Task requirements
Reproduce every record below exactly as written, leaving out any pictures.

[START Supplied data]

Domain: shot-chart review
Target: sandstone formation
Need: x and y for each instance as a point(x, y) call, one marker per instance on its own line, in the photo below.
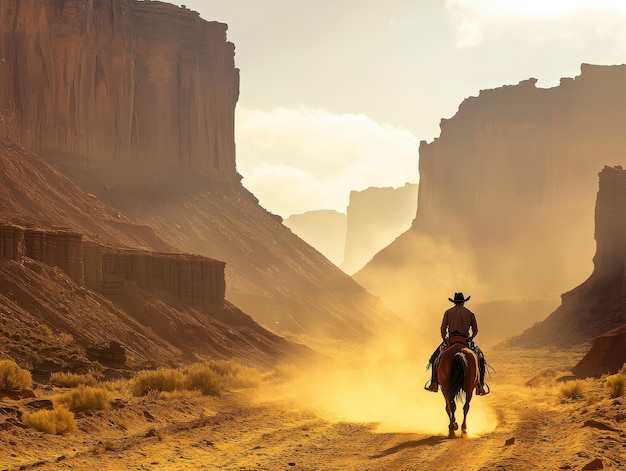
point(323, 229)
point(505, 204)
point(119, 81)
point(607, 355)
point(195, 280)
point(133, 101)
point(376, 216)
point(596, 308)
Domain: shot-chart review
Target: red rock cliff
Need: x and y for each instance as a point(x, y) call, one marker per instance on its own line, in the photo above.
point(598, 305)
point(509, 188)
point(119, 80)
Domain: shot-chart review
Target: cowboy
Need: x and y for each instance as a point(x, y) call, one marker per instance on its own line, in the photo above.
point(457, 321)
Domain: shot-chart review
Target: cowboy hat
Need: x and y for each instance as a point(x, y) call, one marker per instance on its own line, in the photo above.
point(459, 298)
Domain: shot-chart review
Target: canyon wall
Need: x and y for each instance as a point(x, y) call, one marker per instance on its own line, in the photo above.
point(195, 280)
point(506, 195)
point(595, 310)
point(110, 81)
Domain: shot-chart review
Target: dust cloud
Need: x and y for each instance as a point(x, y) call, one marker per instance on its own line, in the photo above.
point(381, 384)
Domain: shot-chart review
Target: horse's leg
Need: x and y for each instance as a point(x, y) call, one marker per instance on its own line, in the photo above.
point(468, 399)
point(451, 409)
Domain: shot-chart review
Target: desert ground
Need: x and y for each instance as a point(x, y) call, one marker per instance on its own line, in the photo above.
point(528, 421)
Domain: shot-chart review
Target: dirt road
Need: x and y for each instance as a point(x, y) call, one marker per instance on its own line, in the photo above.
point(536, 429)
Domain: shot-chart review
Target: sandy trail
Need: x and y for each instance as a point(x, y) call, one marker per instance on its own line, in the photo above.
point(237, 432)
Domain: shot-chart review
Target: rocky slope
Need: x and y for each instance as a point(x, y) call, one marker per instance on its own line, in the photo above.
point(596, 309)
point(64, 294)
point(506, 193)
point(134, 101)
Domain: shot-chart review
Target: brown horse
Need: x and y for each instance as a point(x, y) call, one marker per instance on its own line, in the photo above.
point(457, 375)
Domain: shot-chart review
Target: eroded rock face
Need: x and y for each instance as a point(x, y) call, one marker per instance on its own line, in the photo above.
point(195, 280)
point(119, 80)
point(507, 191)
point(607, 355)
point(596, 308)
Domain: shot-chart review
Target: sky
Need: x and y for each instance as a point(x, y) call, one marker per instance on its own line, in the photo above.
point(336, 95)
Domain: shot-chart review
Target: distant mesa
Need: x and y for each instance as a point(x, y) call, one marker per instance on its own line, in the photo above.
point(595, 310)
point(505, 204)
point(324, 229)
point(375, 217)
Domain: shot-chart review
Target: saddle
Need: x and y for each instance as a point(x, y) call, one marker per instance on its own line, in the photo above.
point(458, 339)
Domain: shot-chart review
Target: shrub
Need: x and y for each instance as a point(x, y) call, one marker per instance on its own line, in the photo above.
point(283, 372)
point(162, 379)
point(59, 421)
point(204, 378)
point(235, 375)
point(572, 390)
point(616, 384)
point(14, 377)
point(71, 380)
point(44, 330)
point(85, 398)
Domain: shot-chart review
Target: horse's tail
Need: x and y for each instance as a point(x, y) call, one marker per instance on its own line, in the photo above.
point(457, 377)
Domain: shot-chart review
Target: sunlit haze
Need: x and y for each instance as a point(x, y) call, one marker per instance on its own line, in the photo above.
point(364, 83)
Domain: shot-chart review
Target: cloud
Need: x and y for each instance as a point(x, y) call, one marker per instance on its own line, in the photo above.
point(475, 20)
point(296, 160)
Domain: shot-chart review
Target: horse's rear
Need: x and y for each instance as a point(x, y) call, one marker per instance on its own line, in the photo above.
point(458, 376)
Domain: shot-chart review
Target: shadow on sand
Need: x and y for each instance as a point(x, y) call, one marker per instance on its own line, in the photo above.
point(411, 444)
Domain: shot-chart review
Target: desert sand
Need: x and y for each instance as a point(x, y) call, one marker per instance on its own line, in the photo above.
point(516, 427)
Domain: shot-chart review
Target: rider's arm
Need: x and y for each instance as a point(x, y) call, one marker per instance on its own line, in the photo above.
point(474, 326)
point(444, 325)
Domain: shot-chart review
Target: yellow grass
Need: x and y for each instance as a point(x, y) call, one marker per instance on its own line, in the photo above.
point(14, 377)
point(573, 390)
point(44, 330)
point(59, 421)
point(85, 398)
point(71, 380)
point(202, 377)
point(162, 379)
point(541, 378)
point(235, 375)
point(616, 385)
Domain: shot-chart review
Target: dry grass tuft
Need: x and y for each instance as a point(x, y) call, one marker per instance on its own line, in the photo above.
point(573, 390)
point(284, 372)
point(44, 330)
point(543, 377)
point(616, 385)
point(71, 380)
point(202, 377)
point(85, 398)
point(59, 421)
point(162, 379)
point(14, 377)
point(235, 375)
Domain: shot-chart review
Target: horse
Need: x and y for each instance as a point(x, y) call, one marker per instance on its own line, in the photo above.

[END Supplied data]

Final result
Domain: shot-chart review
Target: sandstone formation
Need: x and y for each instance as a point(x, y) call, one marker per instance on its own line, in the photo below.
point(323, 229)
point(505, 204)
point(119, 81)
point(607, 355)
point(195, 280)
point(133, 101)
point(376, 216)
point(596, 308)
Domain: shot-chart review
Target: red rock cliff
Need: x and y for each instance as a point(x, y) call, one marker per instance on its own line, in the photo above.
point(598, 305)
point(509, 188)
point(119, 80)
Domain: shot-chart review
Target: cowboy
Need: x and y for each instance as a point(x, y) call, one marker per instance on its own line, in the photo above.
point(457, 321)
Domain: shot-chart review
Target: cowboy hat
Need: x and y for each instance as a point(x, y) call, one marker per instance on its own line, in the photo above.
point(459, 298)
Domain: shot-chart review
Target: canyon wall
Need: x and y for each instance as a point(x, y) call, one marker per instance on its own line, in the photo above.
point(195, 280)
point(506, 195)
point(595, 310)
point(110, 81)
Domain: shot-chart review
Target: dust cloud
Need: x and y for each instance as a point(x, y) call, one marker per instance on its own line, in the photo above.
point(381, 384)
Domain: shot-chart review
Target: horse's leg
Need: x and y for each instance as a point(x, y) call, one marker per instance on its own line, in the photo above.
point(468, 399)
point(451, 409)
Domain: shot-chart review
Target: desert ground
Need: x and y for each instance as a point(x, y) call, one marker per instance on its own line, in the photo above.
point(528, 421)
Domain: shot-chart review
Target: dirt road
Need: x and y for each instance as a point(x, y) call, one marker per instance on its own line, in the photo above.
point(536, 429)
Domain: shot-chart review
Target: sandy trail
Need: x and y for each instance as a point(x, y) call, one marker per instance on its own line, in the photo above.
point(237, 432)
Domain: shot-chart review
Target: rocky slope
Need: x and y for each instance as a point(x, y) call, one marker per instance on its own line, in the photo above.
point(596, 309)
point(64, 294)
point(506, 193)
point(134, 101)
Domain: shot-chart review
Target: brown horse
Need: x and y for each instance as a point(x, y) call, one marker per instance on its own line, in the photo above.
point(457, 375)
Domain: shot-chart review
Target: eroded rock face
Need: x and y for each instance as a point(x, y) call, one marker per instance on its own line, in the photo above.
point(195, 280)
point(119, 80)
point(507, 191)
point(607, 355)
point(596, 308)
Domain: shot-chart review
Target: sky
Need: x and y for each instance as a point(x, y) call, one marker per instance on its own line, in the photo above.
point(336, 95)
Domain: shot-chart review
Target: distant mesa
Need: x and y for each instance as a point(x, y) call, one marker per instance on its own line, in the photo above.
point(595, 310)
point(505, 204)
point(324, 229)
point(375, 217)
Domain: shot-chart review
Target: saddle
Need: x and y for each instance as a point(x, y) call, one marker per instance on its own line, in the photo above.
point(458, 339)
Domain: shot-chart review
Target: shrub
Need: x and y for each instance as a point(x, y) call, one marker per instance on its own line, in the photo above.
point(283, 372)
point(162, 379)
point(59, 421)
point(204, 378)
point(235, 375)
point(572, 390)
point(616, 384)
point(14, 377)
point(71, 380)
point(44, 330)
point(85, 398)
Domain: shot-chart review
Target: horse's tail
Need: x and y for each instance as a point(x, y) call, one marker per instance on its own line, in the photo above.
point(457, 377)
Domain: shot-chart review
Target: sunlit haze
Need: x and y for each instance as a point(x, y) call, one marker per instance on its own line, in the photo above.
point(364, 83)
Domain: shot-chart review
Target: cloud
Need: x and y for each instance as a point(x, y) call, one marker per instance on its own line, in the photo above.
point(475, 20)
point(296, 160)
Domain: shot-chart review
Target: horse's rear
Need: x and y for each instance as a point(x, y) call, one marker per instance on its own line, in the photo above.
point(458, 376)
Domain: shot-chart review
Target: shadow on sand
Need: x and y for each instance as a point(x, y) call, one marker per instance on its own line, in the photo above.
point(411, 444)
Domain: shot-chart review
Target: desert sand
Need: x and y for each instance as a point(x, y) call, one marker per instance on its own line, in the photo above.
point(516, 427)
Domain: shot-chart review
Target: rider's arm
Need: x and y for each instance as a point(x, y) call, one marker per instance on its own line, in the photo above.
point(474, 326)
point(444, 325)
Domain: shot-chart review
Target: yellow grass
Need: x and y for each instance as a point(x, y) call, one marker per instance on its own line, in the photo above.
point(14, 377)
point(573, 390)
point(44, 330)
point(59, 421)
point(85, 398)
point(71, 380)
point(202, 377)
point(162, 379)
point(541, 378)
point(235, 375)
point(616, 385)
Domain: shot-chart review
Target: dry grass tuft
Need: x and y for each instance as a point(x, y) call, one marker per instance on its own line, in the photo above.
point(573, 390)
point(284, 372)
point(44, 330)
point(543, 377)
point(616, 385)
point(71, 380)
point(202, 377)
point(85, 398)
point(59, 421)
point(162, 379)
point(14, 377)
point(235, 375)
Domain: shot-chart review
Target: horse
Need: x and y for each instance as a point(x, y) call, one marker per instance on its own line, in the photo above.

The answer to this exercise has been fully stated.